Instructions to follow: Print the records below word for word, beginning with the first line and ending once the line containing "task | put a dot on every instance of the paved" is printed.

Extracted data entries:
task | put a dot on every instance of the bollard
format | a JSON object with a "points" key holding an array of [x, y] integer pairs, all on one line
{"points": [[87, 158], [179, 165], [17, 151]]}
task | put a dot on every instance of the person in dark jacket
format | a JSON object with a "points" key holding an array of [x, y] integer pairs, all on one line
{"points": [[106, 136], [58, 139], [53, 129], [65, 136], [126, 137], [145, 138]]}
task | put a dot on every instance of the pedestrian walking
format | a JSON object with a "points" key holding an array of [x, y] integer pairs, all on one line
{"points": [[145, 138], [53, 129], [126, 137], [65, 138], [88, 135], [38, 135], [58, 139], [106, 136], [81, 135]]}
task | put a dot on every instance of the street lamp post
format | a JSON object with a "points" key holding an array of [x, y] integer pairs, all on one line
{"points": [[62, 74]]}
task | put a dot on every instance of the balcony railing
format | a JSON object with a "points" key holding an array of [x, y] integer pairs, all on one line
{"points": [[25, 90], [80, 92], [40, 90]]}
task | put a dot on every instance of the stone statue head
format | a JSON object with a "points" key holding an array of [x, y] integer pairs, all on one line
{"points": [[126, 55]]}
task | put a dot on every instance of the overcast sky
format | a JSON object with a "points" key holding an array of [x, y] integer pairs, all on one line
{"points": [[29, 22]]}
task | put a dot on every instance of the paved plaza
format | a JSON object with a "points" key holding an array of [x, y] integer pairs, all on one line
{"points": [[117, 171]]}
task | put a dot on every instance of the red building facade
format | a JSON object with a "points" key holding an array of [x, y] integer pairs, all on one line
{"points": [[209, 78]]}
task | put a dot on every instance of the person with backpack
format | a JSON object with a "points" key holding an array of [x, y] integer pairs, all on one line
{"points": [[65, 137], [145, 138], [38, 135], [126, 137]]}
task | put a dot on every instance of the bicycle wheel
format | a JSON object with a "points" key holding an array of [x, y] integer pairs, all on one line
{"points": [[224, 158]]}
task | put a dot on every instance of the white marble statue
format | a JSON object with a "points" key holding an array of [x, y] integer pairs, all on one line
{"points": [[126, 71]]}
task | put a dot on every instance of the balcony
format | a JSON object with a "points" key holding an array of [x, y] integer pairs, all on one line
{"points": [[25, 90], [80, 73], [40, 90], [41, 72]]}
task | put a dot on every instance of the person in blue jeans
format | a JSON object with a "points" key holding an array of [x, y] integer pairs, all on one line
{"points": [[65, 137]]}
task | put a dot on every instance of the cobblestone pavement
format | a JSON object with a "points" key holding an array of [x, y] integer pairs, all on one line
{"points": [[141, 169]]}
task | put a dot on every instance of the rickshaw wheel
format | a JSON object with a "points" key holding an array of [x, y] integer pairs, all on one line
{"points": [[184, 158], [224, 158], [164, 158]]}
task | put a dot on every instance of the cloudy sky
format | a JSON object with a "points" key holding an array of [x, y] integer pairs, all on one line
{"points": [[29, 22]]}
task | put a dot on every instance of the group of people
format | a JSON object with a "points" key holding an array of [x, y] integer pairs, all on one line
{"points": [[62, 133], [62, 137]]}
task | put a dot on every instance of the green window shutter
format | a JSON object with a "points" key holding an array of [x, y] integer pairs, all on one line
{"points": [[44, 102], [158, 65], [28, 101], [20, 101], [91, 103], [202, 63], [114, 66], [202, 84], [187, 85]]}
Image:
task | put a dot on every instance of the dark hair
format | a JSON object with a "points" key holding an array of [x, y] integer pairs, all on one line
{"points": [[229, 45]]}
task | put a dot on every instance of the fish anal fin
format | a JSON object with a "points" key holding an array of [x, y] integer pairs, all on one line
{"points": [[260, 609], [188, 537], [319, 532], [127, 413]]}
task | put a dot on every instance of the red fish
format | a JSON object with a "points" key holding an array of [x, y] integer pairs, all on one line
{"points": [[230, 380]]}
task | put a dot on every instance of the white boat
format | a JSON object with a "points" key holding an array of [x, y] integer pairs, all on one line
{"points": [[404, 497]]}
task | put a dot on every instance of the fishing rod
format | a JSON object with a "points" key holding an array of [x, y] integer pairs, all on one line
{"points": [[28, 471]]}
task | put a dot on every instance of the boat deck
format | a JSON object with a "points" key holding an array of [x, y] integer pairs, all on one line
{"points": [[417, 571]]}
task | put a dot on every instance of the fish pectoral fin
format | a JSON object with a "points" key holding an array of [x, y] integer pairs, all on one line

Response below:
task | put a dot on every instance of the bollard
format | a JSON object with a "points" key holding an array of [x, y] integer pairs, all on one line
{"points": [[87, 158], [179, 165], [17, 151]]}
task | put a dot on every instance of the person in dark jacket
format | a JSON object with a "points" key holding an array of [x, y] integer pairs, all on one line
{"points": [[106, 136], [58, 139], [53, 129], [65, 136], [126, 137], [145, 138]]}
task | put a dot on every instance of the pedestrian walking
format | a JSON object with a "points" key holding an array of [x, y] integer pairs, all on one line
{"points": [[145, 138], [53, 129], [126, 137], [65, 138], [88, 135], [38, 135], [58, 139], [106, 136], [81, 135]]}
task | put a dot on every instance of the street lamp post
format | a JSON object with a "points" key holding an array of [x, y] integer pairs, all on one line
{"points": [[62, 74]]}
task | put a dot on every instance of the balcony railing
format | a JSON object with a "points" key holding an array of [x, y] integer pairs, all on one line
{"points": [[25, 90], [80, 92], [40, 90]]}
task | put a dot on every instance of the stone statue head
format | a JSON object with a "points" key holding an array of [x, y] integer pairs, all on one line
{"points": [[126, 55]]}
task | put a dot on every instance of the overcast sky
format | a JSON object with a "points" key holding an array of [x, y] integer pairs, all on one line
{"points": [[29, 22]]}
task | put a dot on every instance of the paved plaza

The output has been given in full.